What you have to do: Give the lines from the very first one through the line containing "62], [90, 64]]", inclusive, as a Markdown table with the columns Row and Line, numbering the rows in order. Skip any blank lines, and leave the pictures out of the answer.

Region labeling entries
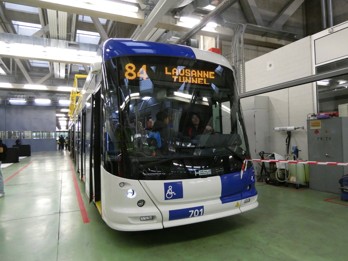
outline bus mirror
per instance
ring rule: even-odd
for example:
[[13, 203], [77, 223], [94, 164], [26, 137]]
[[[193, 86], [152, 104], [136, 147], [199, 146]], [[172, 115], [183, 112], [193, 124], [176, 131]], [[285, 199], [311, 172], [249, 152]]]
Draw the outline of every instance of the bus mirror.
[[90, 71], [95, 74], [98, 74], [102, 70], [102, 63], [100, 62], [95, 62], [90, 64]]

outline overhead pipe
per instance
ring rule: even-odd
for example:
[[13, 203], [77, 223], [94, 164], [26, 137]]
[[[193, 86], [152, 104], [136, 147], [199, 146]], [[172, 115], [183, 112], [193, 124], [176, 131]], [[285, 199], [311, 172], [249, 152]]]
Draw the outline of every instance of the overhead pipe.
[[333, 19], [332, 17], [332, 2], [331, 0], [326, 0], [327, 6], [327, 22], [329, 27], [333, 26]]
[[326, 23], [326, 4], [325, 0], [320, 0], [320, 3], [322, 7], [322, 24], [323, 25], [323, 29], [325, 29], [327, 28], [327, 24]]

Answer to the exercise:
| Row | Line |
|---|---|
| 1 | outline bus mirror |
| 2 | per instance |
| 3 | ring rule: even-odd |
| 4 | for example: |
| 5 | [[13, 203], [77, 223], [94, 164], [26, 137]] |
| 6 | [[[193, 86], [152, 104], [136, 147], [199, 146]], [[172, 115], [183, 112], [193, 124], [176, 131]], [[285, 199], [311, 172], [249, 152]]] |
| 7 | Draw the outline of every instance of the bus mirror. |
| 8 | [[90, 71], [95, 74], [98, 74], [102, 70], [102, 63], [100, 62], [95, 62], [90, 64]] |